TRY IT: Only these lines of the data below are wanted: the one with "Target: framed wall art", the one with "Would you mind marking the white baseboard", and any lines between them, each repeated exactly.

EXERCISE DATA:
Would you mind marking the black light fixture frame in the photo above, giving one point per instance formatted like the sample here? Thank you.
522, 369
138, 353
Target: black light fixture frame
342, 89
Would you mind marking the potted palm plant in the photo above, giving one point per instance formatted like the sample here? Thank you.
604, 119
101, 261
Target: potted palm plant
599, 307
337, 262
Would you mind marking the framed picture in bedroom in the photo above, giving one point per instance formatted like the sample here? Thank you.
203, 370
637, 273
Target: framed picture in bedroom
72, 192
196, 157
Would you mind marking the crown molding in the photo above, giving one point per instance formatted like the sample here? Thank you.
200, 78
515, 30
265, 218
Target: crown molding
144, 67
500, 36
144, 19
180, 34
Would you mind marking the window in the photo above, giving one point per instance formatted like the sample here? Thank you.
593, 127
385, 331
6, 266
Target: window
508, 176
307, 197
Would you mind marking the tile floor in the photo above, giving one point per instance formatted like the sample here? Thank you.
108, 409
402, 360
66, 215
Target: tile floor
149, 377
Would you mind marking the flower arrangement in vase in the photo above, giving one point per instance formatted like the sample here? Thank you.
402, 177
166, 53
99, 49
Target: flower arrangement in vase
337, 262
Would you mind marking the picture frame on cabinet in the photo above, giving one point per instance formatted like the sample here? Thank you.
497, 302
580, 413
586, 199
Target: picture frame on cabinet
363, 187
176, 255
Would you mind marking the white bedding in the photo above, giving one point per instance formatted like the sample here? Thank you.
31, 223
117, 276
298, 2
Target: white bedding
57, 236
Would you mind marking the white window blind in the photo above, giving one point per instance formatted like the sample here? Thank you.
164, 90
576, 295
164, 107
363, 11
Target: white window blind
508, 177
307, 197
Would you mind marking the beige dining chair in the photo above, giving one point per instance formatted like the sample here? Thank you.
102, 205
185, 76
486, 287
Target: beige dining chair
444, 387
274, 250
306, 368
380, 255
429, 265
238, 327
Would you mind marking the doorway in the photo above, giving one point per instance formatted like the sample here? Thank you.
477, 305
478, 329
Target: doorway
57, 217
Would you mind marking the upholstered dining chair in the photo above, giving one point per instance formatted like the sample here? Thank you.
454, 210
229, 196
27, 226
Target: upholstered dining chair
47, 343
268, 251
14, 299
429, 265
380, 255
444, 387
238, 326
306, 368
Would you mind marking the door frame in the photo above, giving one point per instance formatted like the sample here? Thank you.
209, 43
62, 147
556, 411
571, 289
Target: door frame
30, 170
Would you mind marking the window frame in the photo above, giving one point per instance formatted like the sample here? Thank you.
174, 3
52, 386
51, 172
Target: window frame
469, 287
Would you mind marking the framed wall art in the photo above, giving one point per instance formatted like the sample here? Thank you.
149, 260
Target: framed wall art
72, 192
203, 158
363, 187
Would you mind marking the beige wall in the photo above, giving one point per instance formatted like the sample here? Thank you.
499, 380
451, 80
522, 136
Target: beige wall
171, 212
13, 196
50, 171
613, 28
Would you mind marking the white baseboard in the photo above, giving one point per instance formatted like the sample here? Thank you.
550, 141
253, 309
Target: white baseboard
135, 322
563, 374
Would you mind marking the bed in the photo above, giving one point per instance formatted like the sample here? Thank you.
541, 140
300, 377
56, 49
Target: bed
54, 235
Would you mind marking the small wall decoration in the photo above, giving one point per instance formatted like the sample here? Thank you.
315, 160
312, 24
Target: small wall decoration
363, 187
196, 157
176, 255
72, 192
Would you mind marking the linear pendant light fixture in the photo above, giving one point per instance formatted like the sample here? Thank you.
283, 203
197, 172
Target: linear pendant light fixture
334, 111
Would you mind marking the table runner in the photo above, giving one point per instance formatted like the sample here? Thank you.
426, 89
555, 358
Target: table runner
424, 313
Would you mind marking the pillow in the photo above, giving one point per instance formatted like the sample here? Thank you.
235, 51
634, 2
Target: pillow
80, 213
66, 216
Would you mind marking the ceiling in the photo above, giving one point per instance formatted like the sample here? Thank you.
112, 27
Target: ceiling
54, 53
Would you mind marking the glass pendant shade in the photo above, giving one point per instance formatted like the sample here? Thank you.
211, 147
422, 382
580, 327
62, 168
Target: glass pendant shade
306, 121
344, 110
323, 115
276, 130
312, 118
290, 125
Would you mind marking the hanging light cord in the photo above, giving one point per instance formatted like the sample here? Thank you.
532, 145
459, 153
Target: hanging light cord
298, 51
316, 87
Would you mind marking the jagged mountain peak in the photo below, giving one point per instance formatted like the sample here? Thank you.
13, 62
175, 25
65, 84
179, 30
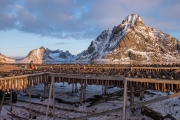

RESULT OF THE TASK:
Target: framed wall art
72, 192
203, 158
363, 187
Would you mind marking the beige wall in the photo above, giving one point per instance formatted like the sample here? Thank you.
499, 380
451, 80
522, 136
Target: beige wall
171, 212
13, 196
50, 171
613, 28
Would you mind marking the white baseboard in the photo above, giving one point per instance formatted like the sample here? Thank you.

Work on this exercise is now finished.